(Dataset content):
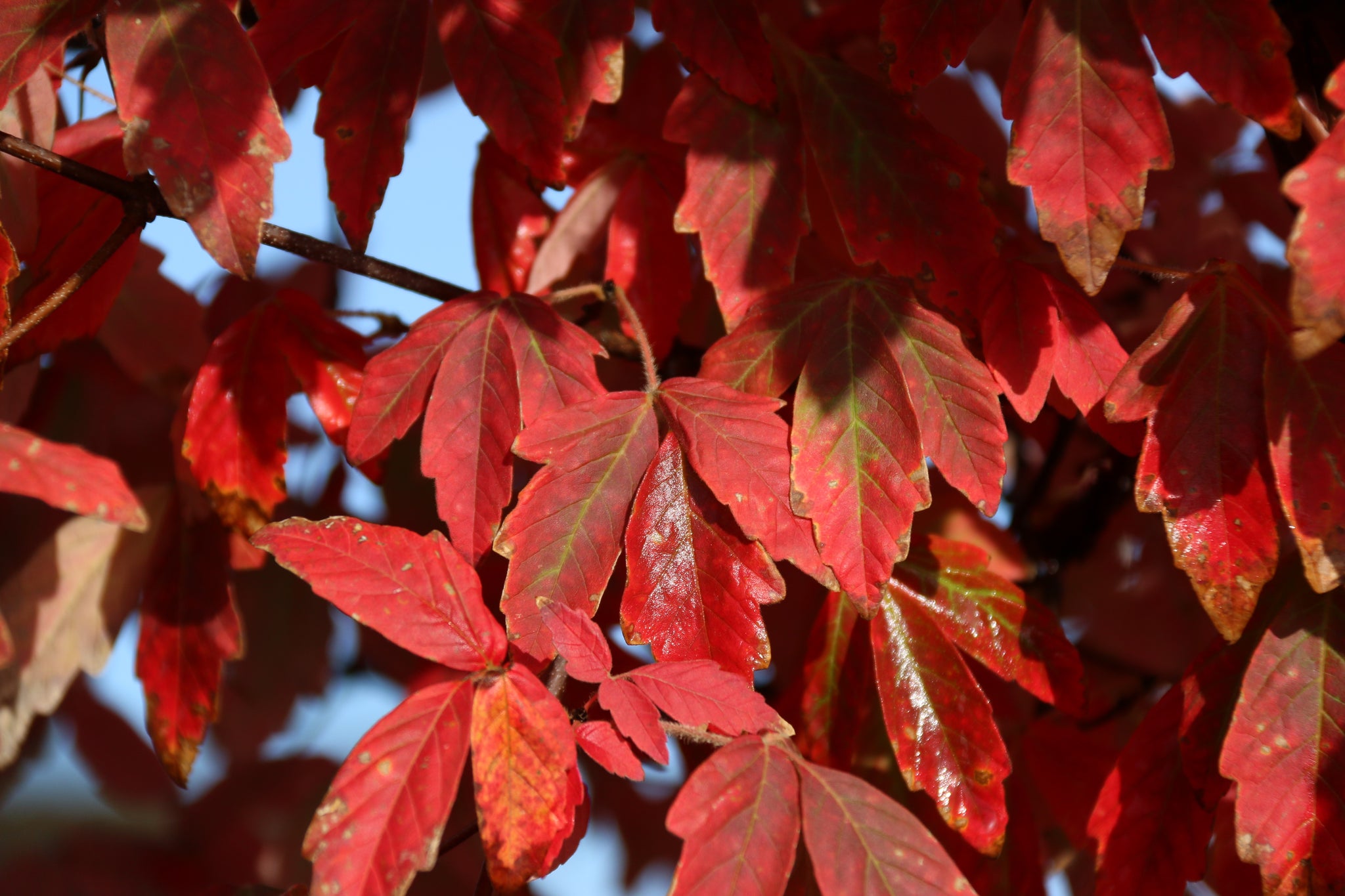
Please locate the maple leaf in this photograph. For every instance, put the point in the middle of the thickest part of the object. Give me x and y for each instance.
(368, 101)
(68, 477)
(724, 39)
(64, 608)
(478, 368)
(698, 692)
(635, 716)
(522, 763)
(214, 158)
(414, 590)
(508, 218)
(35, 33)
(236, 419)
(581, 226)
(1283, 743)
(942, 602)
(1210, 691)
(739, 815)
(833, 653)
(1033, 330)
(503, 62)
(1087, 128)
(883, 383)
(744, 192)
(385, 812)
(736, 444)
(992, 620)
(694, 584)
(564, 535)
(1238, 51)
(579, 640)
(940, 723)
(592, 38)
(73, 218)
(1204, 464)
(862, 843)
(188, 628)
(648, 258)
(1317, 297)
(920, 38)
(30, 113)
(904, 194)
(158, 339)
(1305, 416)
(1152, 832)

(Short exercise): Write out all of the rows above with no changes, leaving out the picture.

(Written solution):
Please locate the maple leaf in this photograph. For every instance, put the point in the middle of the thickest part of the object. Give me x and y for each instance.
(368, 101)
(68, 477)
(724, 39)
(64, 608)
(478, 368)
(698, 692)
(635, 716)
(522, 763)
(214, 158)
(414, 590)
(508, 218)
(35, 33)
(236, 419)
(581, 226)
(1283, 743)
(942, 602)
(1210, 691)
(739, 815)
(833, 653)
(1033, 330)
(503, 62)
(1087, 128)
(883, 383)
(744, 192)
(385, 812)
(736, 444)
(992, 620)
(694, 584)
(564, 535)
(1238, 51)
(579, 640)
(940, 723)
(592, 38)
(73, 218)
(1204, 464)
(862, 843)
(188, 628)
(648, 258)
(1317, 297)
(920, 38)
(30, 113)
(904, 194)
(158, 339)
(1305, 416)
(1152, 832)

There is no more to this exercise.